## 集成学习
基于不同算法的投票决定方式

In [1]:
import numpy as np
import matplotlib.pyplot as plt
from sklearn import datasets

X,y = datasets.make_moons(n_samples=500,noise=0.3,random_state=42)
plt.scatter(X[y==0,0],X[y==0,1])
plt.scatter(X[y==1,0],X[y==1,1])
plt.show()

<Figure size 640x480 with 1 Axes>

In [2]:
from sklearn.model_selection import train_test_split

trainX,testX,trainY,testY = train_test_split(X,y)

### 自己实现集成学习

In [3]:
# 逻辑回归
from sklearn.linear_model import LogisticRegression

log_clf = LogisticRegression()
log_clf.fit(trainX,trainY)
print("logistic=",log_clf.score(testX,testY))

# SVM
from sklearn.svm import SVC

svm_clf = SVC()
svm_clf.fit(trainX,trainY)
print("svm=",svm_clf.score(testX,testY))

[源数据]
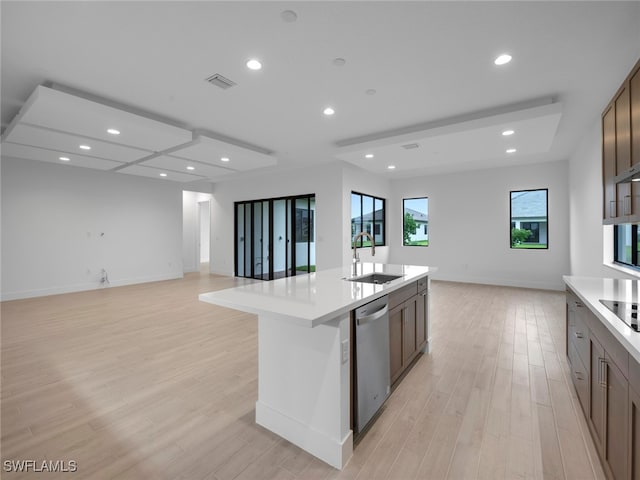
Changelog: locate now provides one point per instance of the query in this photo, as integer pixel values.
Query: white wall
(191, 229)
(53, 221)
(589, 239)
(469, 226)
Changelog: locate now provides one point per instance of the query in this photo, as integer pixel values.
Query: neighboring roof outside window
(529, 204)
(368, 217)
(417, 216)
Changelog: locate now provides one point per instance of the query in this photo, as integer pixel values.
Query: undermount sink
(377, 278)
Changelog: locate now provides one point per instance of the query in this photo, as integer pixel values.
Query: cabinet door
(609, 163)
(597, 388)
(623, 131)
(422, 309)
(634, 100)
(409, 330)
(623, 150)
(395, 342)
(617, 415)
(634, 435)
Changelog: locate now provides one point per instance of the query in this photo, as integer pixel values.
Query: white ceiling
(430, 63)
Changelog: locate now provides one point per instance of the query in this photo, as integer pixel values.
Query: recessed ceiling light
(289, 16)
(502, 59)
(254, 64)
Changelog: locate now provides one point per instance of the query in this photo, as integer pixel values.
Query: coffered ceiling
(396, 74)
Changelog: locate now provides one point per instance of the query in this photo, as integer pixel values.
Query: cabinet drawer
(578, 334)
(579, 377)
(402, 295)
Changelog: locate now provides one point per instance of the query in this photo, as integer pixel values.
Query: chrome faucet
(356, 259)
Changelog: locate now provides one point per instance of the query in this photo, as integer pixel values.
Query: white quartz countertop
(312, 299)
(592, 289)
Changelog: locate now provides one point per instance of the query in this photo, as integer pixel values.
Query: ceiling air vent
(410, 146)
(220, 81)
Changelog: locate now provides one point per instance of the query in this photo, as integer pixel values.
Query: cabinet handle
(602, 372)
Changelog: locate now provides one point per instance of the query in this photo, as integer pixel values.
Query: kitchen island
(304, 345)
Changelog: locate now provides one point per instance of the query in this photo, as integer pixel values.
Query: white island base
(304, 351)
(303, 392)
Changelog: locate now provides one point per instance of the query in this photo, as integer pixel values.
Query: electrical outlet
(345, 351)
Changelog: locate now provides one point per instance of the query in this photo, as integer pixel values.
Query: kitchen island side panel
(303, 385)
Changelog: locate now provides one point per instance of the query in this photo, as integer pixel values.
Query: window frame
(383, 220)
(511, 221)
(425, 225)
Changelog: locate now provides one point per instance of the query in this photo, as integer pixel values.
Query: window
(367, 215)
(415, 222)
(529, 219)
(625, 236)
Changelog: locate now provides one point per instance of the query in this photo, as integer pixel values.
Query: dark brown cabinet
(634, 434)
(596, 395)
(621, 151)
(408, 326)
(395, 342)
(604, 386)
(609, 163)
(616, 401)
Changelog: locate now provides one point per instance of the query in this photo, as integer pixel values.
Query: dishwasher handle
(373, 317)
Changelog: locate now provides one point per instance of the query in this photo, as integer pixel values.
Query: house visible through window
(529, 219)
(415, 222)
(368, 215)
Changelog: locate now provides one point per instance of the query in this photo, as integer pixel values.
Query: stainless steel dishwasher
(372, 359)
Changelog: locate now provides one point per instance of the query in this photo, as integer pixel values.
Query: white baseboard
(335, 453)
(82, 287)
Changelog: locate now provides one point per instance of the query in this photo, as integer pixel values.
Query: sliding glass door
(275, 238)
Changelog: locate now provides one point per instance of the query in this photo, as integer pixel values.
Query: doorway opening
(275, 238)
(203, 235)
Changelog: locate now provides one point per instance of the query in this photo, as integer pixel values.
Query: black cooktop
(626, 311)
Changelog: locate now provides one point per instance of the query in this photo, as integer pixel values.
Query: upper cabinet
(621, 152)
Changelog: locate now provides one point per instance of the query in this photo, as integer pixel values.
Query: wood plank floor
(146, 382)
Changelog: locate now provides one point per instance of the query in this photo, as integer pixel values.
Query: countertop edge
(605, 316)
(314, 322)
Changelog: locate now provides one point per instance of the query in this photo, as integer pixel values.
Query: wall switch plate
(345, 351)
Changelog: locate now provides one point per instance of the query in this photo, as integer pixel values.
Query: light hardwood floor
(146, 382)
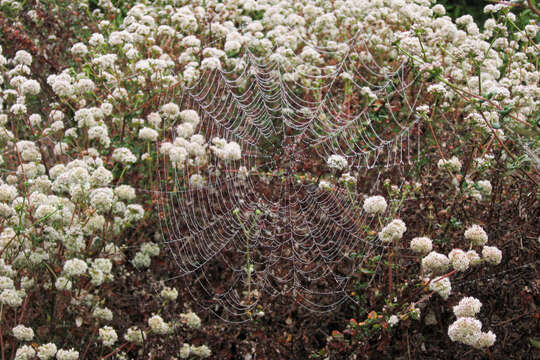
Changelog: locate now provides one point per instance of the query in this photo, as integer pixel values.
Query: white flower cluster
(169, 294)
(107, 335)
(191, 319)
(23, 333)
(468, 330)
(337, 162)
(135, 335)
(158, 325)
(375, 205)
(459, 259)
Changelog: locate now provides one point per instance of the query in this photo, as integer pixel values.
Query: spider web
(274, 231)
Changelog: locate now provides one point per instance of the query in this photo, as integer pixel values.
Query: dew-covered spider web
(265, 225)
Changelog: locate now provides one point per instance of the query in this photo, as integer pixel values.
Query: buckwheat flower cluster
(47, 351)
(459, 259)
(185, 350)
(421, 245)
(442, 286)
(393, 231)
(158, 326)
(492, 255)
(135, 335)
(467, 307)
(169, 294)
(191, 319)
(474, 258)
(107, 335)
(75, 267)
(375, 205)
(23, 333)
(124, 156)
(466, 330)
(477, 235)
(148, 134)
(337, 162)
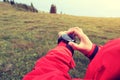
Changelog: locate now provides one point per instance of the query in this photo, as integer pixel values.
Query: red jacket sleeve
(53, 66)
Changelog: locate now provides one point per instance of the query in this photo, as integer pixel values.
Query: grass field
(26, 36)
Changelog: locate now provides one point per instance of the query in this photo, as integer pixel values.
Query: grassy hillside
(26, 36)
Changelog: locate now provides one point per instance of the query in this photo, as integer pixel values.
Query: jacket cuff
(62, 43)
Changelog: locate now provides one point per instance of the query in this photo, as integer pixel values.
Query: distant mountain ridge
(22, 7)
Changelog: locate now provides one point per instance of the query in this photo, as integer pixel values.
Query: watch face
(67, 37)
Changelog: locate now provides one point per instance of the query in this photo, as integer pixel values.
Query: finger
(74, 45)
(61, 33)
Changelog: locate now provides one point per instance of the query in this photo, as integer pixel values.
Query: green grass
(27, 36)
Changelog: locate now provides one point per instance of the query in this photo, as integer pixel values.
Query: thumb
(74, 45)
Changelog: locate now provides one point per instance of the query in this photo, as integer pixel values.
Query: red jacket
(58, 61)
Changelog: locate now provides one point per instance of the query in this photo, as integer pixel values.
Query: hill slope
(26, 36)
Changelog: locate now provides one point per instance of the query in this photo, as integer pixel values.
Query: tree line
(53, 9)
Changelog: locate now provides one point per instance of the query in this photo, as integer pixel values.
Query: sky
(94, 8)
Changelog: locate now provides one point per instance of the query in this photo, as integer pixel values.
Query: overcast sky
(97, 8)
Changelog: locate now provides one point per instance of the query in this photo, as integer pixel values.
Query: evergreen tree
(4, 0)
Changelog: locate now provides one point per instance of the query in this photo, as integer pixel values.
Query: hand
(85, 45)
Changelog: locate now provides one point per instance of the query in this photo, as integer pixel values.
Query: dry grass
(26, 36)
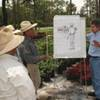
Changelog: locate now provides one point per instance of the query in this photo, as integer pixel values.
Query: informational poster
(69, 37)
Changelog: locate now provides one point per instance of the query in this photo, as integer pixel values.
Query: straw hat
(10, 27)
(16, 32)
(8, 40)
(26, 25)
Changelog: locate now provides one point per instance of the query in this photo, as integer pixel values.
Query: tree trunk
(97, 8)
(4, 12)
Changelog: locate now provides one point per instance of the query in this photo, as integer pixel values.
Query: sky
(78, 3)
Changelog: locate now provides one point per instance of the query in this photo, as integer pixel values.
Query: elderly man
(28, 52)
(15, 83)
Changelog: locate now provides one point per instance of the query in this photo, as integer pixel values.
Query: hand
(96, 43)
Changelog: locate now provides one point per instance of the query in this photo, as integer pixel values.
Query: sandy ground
(62, 89)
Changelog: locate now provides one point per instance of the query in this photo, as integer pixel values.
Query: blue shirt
(93, 51)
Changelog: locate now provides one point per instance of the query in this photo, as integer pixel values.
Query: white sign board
(69, 37)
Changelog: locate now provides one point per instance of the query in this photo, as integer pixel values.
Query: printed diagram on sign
(70, 33)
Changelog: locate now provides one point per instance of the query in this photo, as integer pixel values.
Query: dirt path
(62, 89)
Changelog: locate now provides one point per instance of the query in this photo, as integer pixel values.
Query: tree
(4, 12)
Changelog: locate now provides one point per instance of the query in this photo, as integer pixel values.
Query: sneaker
(91, 94)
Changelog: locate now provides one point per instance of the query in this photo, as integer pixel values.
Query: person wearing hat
(94, 52)
(15, 84)
(28, 52)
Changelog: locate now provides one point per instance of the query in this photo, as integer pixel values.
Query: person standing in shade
(28, 51)
(94, 53)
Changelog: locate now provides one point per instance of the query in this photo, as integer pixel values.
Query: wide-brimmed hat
(15, 31)
(8, 40)
(26, 25)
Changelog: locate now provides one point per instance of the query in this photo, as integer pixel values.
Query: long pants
(95, 71)
(34, 74)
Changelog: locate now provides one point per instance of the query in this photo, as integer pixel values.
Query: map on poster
(69, 37)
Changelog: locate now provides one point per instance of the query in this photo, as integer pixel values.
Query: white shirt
(15, 83)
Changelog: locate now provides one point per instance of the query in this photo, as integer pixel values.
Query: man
(28, 52)
(94, 52)
(15, 83)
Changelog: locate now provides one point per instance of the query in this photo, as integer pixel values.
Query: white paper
(69, 37)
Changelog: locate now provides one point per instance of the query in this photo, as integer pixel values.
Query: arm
(96, 43)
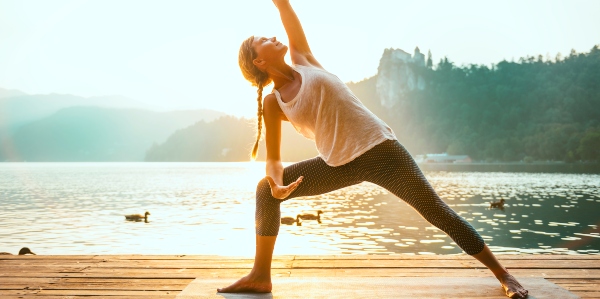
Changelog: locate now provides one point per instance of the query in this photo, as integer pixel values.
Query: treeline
(226, 139)
(533, 109)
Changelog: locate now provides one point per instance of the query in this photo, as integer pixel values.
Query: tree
(429, 60)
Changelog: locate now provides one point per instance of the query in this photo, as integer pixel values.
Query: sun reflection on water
(208, 208)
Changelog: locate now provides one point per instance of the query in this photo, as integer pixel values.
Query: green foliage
(544, 110)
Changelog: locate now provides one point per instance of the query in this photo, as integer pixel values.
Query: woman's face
(268, 49)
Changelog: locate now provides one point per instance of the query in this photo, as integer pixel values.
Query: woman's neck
(281, 74)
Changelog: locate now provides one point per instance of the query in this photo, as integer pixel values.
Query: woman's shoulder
(307, 66)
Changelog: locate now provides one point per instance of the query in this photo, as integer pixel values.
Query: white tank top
(326, 111)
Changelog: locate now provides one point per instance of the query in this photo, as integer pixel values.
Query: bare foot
(512, 287)
(248, 284)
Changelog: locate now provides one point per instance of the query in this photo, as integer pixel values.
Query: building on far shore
(443, 158)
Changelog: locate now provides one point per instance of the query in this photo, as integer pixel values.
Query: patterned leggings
(388, 165)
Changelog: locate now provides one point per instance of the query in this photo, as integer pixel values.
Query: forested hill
(534, 109)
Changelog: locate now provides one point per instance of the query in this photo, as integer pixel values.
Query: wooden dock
(164, 276)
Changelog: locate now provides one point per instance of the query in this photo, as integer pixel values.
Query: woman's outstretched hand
(281, 192)
(279, 2)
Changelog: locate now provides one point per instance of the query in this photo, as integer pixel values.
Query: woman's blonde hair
(257, 77)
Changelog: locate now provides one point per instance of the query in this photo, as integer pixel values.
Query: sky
(183, 54)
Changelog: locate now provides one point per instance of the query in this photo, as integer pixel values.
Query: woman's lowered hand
(281, 192)
(279, 3)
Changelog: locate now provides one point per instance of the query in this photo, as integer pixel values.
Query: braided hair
(257, 78)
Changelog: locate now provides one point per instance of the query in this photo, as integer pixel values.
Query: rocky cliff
(399, 72)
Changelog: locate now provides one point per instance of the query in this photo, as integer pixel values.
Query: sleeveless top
(326, 111)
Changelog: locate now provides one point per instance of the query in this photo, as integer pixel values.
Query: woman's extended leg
(319, 178)
(391, 166)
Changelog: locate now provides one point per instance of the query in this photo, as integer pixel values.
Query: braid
(259, 115)
(257, 78)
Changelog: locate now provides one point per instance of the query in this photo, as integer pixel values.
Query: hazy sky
(183, 54)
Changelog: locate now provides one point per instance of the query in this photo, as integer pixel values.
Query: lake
(208, 208)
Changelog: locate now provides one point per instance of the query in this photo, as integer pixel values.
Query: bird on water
(312, 216)
(291, 220)
(137, 217)
(497, 204)
(23, 251)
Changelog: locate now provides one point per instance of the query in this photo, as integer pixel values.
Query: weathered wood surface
(163, 276)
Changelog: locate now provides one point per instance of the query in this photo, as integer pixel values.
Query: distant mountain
(7, 93)
(535, 109)
(96, 134)
(226, 139)
(18, 108)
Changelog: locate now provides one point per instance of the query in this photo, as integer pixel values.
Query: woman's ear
(260, 63)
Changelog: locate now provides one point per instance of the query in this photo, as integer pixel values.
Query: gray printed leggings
(388, 165)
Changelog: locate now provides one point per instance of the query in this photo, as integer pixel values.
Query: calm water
(208, 208)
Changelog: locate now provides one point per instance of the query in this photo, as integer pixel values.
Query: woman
(354, 146)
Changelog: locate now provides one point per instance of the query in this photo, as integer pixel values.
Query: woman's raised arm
(299, 49)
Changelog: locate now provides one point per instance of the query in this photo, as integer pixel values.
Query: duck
(312, 216)
(137, 217)
(497, 204)
(23, 251)
(291, 220)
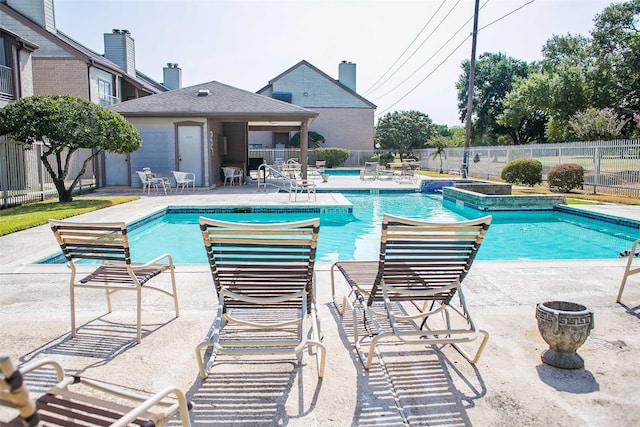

任务一览 =>
• a. 在集成学习笔记中，调用 make_moons 生成数据时，参数 n_samples 被设为多少？
• b. 请从集成学习笔记的最后一行之后继续往下写。

按序答案 =>
• a. 参数 n_samples 被设为 500。

• b.
# 决策树
from sklearn.tree import DecisionTreeClassifier

dt_clf = DecisionTreeClassifier()
dt_clf.fit(trainX,trainY)
print("DecisionTree=",dt_clf.score(testX,testY))

# 集成学习
yHat1 = log_clf.predict(testX)
yHat2 = svm_clf.predict(testX)
yHat3 = dt_clf.predict(testX)

yHat = np.int32((yHat1+yHat2+yHat3)>=2)
yHat
ratio = np.sum(yHat==testY)/yHat.shape[0] # accuracy_score
print("集成=",ratio)

logistic= 0.872
svm= 0.92
DecisionTree= 0.864
集成= 0.912


### Hard Voting Classifier(少数服从多数)

In [4]:
from sklearn.ensemble import VotingClassifier
from sklearn.linear_model import LogisticRegression
from sklearn.svm import SVC
from sklearn.tree import DecisionTreeClassifier

voting_clf = VotingClassifier(estimators=[
    ('log_clf',LogisticRegression()),
    ('svm_clf',SVC()),
    ('dt_clf',DecisionTreeClassifier())
],voting='hard')

In [5]:
voting_clf.fit(trainX,trainY)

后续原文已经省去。